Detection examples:
═══

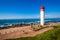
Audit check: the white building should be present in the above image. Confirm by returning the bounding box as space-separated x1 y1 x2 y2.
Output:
40 6 45 26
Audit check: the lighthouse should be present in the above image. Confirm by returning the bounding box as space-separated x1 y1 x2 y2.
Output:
40 6 45 26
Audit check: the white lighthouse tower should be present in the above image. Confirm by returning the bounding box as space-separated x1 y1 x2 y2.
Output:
40 6 45 26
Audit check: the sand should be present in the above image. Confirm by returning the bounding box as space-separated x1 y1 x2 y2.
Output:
0 22 60 40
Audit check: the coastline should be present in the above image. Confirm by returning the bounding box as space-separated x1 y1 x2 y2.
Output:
0 22 60 39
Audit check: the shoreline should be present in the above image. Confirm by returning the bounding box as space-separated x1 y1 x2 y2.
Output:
0 22 60 39
0 22 60 30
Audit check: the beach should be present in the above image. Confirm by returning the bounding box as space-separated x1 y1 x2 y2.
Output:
0 22 60 39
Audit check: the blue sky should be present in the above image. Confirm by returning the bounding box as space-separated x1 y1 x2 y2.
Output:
0 0 60 19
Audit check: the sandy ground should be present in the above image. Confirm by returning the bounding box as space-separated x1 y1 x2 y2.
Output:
0 22 60 40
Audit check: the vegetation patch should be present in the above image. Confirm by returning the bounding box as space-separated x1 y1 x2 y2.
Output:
6 26 60 40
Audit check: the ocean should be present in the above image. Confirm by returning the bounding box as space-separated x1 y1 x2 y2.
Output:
0 18 60 27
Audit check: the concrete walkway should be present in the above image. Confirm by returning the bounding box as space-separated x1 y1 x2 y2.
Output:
0 27 52 40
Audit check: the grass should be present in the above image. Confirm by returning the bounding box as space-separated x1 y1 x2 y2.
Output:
7 26 60 40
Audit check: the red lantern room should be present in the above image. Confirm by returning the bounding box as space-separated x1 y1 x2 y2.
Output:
40 6 45 11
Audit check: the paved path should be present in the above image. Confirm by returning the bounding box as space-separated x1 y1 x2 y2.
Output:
0 27 52 40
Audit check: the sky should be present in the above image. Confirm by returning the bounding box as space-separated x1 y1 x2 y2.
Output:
0 0 60 19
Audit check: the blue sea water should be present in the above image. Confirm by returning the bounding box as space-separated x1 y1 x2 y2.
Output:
0 18 60 27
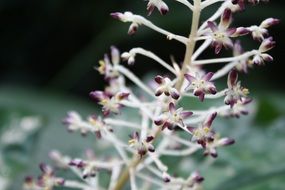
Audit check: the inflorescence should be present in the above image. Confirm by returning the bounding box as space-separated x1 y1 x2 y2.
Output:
23 0 279 190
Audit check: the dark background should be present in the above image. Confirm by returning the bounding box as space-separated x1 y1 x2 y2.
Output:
0 0 285 97
0 0 285 190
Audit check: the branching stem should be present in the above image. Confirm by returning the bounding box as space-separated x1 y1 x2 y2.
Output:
114 0 201 190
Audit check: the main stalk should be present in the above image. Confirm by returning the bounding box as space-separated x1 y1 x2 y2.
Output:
114 0 201 190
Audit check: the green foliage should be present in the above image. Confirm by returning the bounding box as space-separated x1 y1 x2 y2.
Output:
0 88 285 190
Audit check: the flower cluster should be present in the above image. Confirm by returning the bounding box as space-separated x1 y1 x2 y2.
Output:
24 0 279 190
23 163 64 190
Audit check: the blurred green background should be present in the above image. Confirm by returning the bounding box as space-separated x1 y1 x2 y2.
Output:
0 0 285 190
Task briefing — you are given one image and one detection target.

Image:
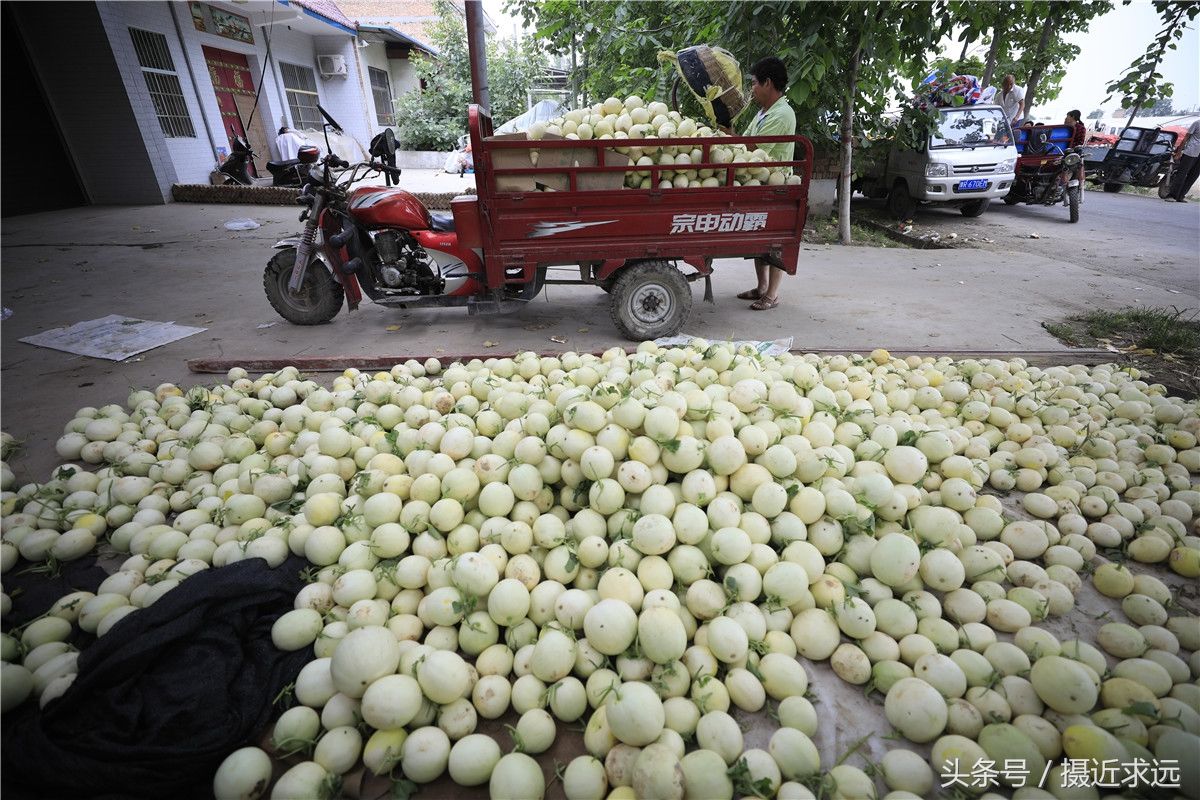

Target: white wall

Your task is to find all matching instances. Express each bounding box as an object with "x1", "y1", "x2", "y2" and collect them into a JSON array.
[
  {"x1": 359, "y1": 44, "x2": 396, "y2": 126},
  {"x1": 11, "y1": 2, "x2": 174, "y2": 204},
  {"x1": 388, "y1": 59, "x2": 421, "y2": 97},
  {"x1": 96, "y1": 2, "x2": 386, "y2": 182},
  {"x1": 96, "y1": 2, "x2": 216, "y2": 190},
  {"x1": 313, "y1": 36, "x2": 378, "y2": 149}
]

═══

## [Work required]
Convert the records above into a JSON list of strings, with each line as its own string and blank lines dropped. Leave out the pictures.

## [Response to the exercise]
[
  "Audit check: the white building should be present in the above image. Confirm by returning the bounding box as space-separated x1 y1 x2 y2.",
  "Output:",
  "40 6 45 26",
  "Audit check: the lighthouse should be present in the above image. Confirm by returning the bounding box as space-separated x1 y1 x2 y2.",
  "Output:",
  "40 6 45 26",
  "Audit check: the white lighthouse tower should be present in the above image. Confirm by returning the bounding box as space-separated x1 y1 x2 y2.",
  "Output:",
  "40 6 45 26",
  "Audit check: the sand should be present in the above image. Confirm by returning the bounding box as space-separated x1 y1 x2 y2.",
  "Output:",
  "0 22 60 40",
  "Audit check: the coastline should be present in the above image. Confirm by returning the bounding box as space-separated x1 y1 x2 y2.",
  "Output:",
  "0 22 60 39",
  "Audit check: the shoreline should be present in the above image. Confirm by returning the bounding box as space-separated x1 y1 x2 y2.",
  "Output:",
  "0 22 60 39",
  "0 22 60 30",
  "Audit check: the beach should be present in the above image. Confirm by returning the bounding box as space-separated x1 y1 x2 y2.",
  "Output:",
  "0 22 60 39",
  "Audit check: the blue sky should be present in the above image. Confirm by returning the bounding box as space-separated x1 y1 x2 y2.",
  "Output:",
  "0 0 60 19",
  "Audit check: the sandy ground should be present in the above image. Confirm by returning the bounding box as space-separated x1 y1 x2 y2.",
  "Output:",
  "0 22 60 40",
  "Audit check: the vegetation patch should be present in the above image. Confirm by returning the bounding box as space-separated x1 y1 x2 y2.",
  "Output:",
  "6 26 60 40",
  "Audit check: the ocean should be present in the above image. Confirm by returning the bounding box as space-separated x1 y1 x2 y2.",
  "Output:",
  "0 18 60 27",
  "Audit check: the concrete walkway should be present in the above image. Confirm by returning the bounding box as space-separated x1 y1 x2 y2.",
  "Output:",
  "0 27 52 40",
  "Audit check: the grass should be present in the above image. Confirm by returning the bounding box as space-separated x1 y1 x2 y2.",
  "Output:",
  "7 26 60 40",
  "Audit check: the red lantern room should be present in the above image. Confirm by returning the bounding box as space-separated x1 y1 x2 y2.",
  "Output:",
  "40 6 45 11",
  "Audit check: the paved path should be present in the above image. Confirm by returning the bounding box as space-separated x1 y1 x2 y2.",
  "Output:",
  "0 27 52 40",
  "Audit check: the sky should be present in the above image. Confirm by returning the bounding box as space-separated x1 y1 x2 y2.",
  "Output:",
  "0 0 60 19",
  "Audit check: the blue sea water should be present in the above image. Confirm by returning the bounding box as space-separated x1 y1 x2 y2.",
  "Output:",
  "0 18 60 27",
  "Audit check: the inflorescence should be present in the above image. Confirm by returning the bounding box as space-separated x1 y1 x2 y2.",
  "Output:",
  "23 0 279 190",
  "Audit check: the dark background should be present in the above image. Confirm by returning the bounding box as space-separated x1 y1 x2 y2.",
  "Output:",
  "0 0 285 97",
  "0 0 285 190",
  "Audit check: the branching stem should be present in the above image. Confirm by returning the bounding box as space-separated x1 y1 x2 y2.",
  "Output:",
  "114 0 201 190",
  "Audit check: the main stalk should be present in the above image. Confirm by returning the bounding box as space-separated x1 y1 x2 y2.",
  "Output:",
  "114 0 201 190",
  "Audit check: the green foliage should be present in the above image. Confirm by returning the bounding box as space-separated x1 y1 x2 y2.",
  "Output:",
  "0 88 285 190",
  "Audit check: the flower cluster should be present in the above image. Confirm by returning the bounding box as space-separated x1 y1 x2 y2.",
  "Output:",
  "24 0 279 190",
  "23 163 64 190",
  "Audit check: the blurred green background should be present in the above image. Confirm by returning the bounding box as space-separated x1 y1 x2 y2.",
  "Output:",
  "0 0 285 190",
  "Task briefing — you are given one image and one detection target.",
  "Image:",
  "Target: white wall",
  "Your task is to find all matching instances. Express each bounding box as an object with \"x1\", \"y1\", \"x2\", \"y2\" and collect them into a JSON array.",
  "[",
  "  {\"x1\": 359, \"y1\": 44, \"x2\": 396, \"y2\": 126},",
  "  {\"x1\": 11, \"y1\": 2, \"x2\": 174, \"y2\": 204},",
  "  {\"x1\": 388, \"y1\": 59, \"x2\": 421, \"y2\": 97},",
  "  {\"x1\": 96, \"y1\": 2, \"x2\": 386, \"y2\": 182},",
  "  {\"x1\": 96, \"y1\": 2, \"x2\": 216, \"y2\": 190},",
  "  {\"x1\": 313, \"y1\": 36, \"x2\": 378, \"y2\": 149}",
  "]"
]